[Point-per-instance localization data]
--

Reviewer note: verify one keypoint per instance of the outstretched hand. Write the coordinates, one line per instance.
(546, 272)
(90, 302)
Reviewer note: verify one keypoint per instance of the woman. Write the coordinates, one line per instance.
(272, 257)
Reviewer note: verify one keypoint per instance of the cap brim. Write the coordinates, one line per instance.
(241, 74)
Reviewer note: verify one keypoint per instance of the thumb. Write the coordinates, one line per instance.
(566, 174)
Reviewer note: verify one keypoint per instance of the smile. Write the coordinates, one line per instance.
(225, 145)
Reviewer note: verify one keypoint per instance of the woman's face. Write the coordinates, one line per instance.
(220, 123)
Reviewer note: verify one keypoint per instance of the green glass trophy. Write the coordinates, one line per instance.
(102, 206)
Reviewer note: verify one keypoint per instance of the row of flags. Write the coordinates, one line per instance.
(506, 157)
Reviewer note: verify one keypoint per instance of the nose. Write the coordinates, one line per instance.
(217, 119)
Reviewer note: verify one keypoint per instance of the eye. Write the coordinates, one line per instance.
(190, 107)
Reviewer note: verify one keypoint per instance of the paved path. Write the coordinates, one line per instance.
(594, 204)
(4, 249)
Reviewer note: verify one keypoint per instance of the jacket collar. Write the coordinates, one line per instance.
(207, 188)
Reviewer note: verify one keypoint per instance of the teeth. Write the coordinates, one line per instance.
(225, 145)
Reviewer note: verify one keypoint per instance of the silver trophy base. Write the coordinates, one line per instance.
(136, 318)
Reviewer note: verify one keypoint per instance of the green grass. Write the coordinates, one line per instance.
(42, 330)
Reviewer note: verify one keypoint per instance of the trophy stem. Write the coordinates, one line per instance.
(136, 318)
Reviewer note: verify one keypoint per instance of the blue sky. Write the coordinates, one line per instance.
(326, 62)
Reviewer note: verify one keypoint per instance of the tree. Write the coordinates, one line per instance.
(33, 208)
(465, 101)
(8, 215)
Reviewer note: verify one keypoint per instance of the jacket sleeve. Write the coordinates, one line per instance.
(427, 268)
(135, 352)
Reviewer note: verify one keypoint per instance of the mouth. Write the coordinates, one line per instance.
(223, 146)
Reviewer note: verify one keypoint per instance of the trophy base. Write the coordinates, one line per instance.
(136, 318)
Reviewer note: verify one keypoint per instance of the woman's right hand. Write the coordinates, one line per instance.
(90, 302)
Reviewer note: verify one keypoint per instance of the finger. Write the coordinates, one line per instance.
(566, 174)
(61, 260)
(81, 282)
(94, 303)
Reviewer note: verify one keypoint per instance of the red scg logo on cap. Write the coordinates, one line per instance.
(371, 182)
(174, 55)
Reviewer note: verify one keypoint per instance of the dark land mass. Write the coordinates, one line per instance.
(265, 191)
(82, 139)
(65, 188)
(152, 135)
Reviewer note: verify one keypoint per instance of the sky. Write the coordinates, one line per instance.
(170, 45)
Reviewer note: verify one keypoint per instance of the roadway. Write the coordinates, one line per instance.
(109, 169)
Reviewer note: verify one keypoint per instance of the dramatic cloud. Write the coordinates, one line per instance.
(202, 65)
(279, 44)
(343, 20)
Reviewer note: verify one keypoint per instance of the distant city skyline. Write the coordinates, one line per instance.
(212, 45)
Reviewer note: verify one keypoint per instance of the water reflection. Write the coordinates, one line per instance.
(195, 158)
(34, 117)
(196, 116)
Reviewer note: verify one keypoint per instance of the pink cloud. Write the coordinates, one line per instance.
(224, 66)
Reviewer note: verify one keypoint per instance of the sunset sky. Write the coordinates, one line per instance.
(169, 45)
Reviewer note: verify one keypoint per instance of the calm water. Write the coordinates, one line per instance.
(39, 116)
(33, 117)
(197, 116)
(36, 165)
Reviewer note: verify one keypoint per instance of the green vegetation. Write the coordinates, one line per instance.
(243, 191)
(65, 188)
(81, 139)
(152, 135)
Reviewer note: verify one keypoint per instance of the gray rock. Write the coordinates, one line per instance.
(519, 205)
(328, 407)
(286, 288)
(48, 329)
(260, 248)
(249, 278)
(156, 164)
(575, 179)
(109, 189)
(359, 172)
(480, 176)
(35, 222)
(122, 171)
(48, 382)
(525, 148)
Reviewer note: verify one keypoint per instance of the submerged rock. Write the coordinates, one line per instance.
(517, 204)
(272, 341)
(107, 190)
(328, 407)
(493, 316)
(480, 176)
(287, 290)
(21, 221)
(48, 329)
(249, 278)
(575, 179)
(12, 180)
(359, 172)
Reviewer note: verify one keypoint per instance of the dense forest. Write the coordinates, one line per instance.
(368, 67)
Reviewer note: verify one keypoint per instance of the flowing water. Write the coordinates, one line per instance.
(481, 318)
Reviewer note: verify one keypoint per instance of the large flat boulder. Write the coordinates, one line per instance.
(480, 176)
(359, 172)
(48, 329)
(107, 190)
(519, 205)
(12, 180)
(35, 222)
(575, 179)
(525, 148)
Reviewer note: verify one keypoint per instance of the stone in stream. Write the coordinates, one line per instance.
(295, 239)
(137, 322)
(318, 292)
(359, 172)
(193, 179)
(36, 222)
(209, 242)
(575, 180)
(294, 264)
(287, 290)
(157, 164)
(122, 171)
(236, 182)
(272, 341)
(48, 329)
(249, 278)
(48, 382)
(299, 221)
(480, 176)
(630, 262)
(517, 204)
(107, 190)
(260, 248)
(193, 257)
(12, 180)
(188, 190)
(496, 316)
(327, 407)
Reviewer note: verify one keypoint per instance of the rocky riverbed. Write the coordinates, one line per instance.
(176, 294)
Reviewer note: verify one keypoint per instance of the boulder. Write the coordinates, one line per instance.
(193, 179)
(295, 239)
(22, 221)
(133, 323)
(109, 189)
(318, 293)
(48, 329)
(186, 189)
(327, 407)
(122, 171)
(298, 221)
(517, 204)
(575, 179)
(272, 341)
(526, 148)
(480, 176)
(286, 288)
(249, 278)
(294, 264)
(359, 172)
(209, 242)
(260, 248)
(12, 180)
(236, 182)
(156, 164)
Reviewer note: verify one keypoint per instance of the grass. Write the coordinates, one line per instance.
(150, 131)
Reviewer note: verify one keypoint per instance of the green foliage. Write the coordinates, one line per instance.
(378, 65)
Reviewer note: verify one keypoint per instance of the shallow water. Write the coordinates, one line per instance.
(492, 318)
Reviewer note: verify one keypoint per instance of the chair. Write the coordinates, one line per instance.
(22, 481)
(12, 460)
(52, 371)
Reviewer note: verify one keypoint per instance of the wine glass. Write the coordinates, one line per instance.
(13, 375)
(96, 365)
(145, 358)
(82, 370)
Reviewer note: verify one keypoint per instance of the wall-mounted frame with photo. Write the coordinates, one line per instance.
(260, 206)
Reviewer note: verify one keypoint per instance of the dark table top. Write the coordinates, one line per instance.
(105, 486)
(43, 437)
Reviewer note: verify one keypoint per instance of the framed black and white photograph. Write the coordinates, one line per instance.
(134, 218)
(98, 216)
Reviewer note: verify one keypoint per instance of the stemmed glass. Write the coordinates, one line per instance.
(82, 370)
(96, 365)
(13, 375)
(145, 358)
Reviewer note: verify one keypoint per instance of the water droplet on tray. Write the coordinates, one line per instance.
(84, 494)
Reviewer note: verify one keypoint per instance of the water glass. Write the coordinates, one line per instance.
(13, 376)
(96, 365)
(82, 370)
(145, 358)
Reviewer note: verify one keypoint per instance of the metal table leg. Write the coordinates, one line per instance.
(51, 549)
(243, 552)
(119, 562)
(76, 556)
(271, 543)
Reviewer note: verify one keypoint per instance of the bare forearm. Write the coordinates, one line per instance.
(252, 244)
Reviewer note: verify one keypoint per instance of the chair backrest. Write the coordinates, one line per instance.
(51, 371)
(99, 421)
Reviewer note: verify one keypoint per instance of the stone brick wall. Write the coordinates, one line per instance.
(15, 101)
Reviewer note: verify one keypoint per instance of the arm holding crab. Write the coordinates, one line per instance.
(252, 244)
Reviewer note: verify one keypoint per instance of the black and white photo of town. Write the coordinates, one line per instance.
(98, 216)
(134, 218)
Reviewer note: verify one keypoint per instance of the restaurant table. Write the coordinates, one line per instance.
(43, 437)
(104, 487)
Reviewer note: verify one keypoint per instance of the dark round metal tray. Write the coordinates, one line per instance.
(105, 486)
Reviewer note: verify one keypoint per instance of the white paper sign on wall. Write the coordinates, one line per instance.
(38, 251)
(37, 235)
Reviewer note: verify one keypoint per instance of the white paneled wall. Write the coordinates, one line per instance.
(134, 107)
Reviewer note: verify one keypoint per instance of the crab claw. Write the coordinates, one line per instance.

--

WHAT THE TASK ASKS: Every line from the one that holds "Reviewer note: verify one keypoint per instance of the bare" to the end of the data above should be given again exactly, with that line and the last one both kept.

ANSWER BOX:
Reviewer note: verify one keypoint per instance of the bare forearm. Write the coordinates, one line per instance.
(252, 244)
Reviewer note: verify one keypoint per instance of the chair backrest. Write the coordinates, one line per instance.
(51, 371)
(99, 421)
Reviewer note: verify one keypoint per instance of the stone brick wall. Write the coordinates, one line per instance.
(15, 101)
Reviewer note: verify one keypoint per instance of the arm holding crab. Write the coordinates, one line per instance.
(252, 244)
Reviewer note: verify one keypoint per instance of the black and white photo of town. Write the coordinates, one line per instance.
(98, 216)
(134, 218)
Reviewer note: verify one keypoint per instance of the restaurant table. Write the coordinates, one line per instance.
(43, 437)
(104, 487)
Reviewer note: verify one keypoint per instance of the dark round metal tray. Write the coordinates, one line per instance.
(105, 486)
Reviewer note: verify one keypoint per instance of the white paper sign on wall. Write the coordinates, one line per instance.
(38, 251)
(37, 235)
Reviewer note: verify one keypoint per instance of the white paneled wall. Write the coordinates, one line per instance.
(134, 107)
Reviewer note: verify one keypoint per instance of the crab claw. Write the coordinates, one line per instance.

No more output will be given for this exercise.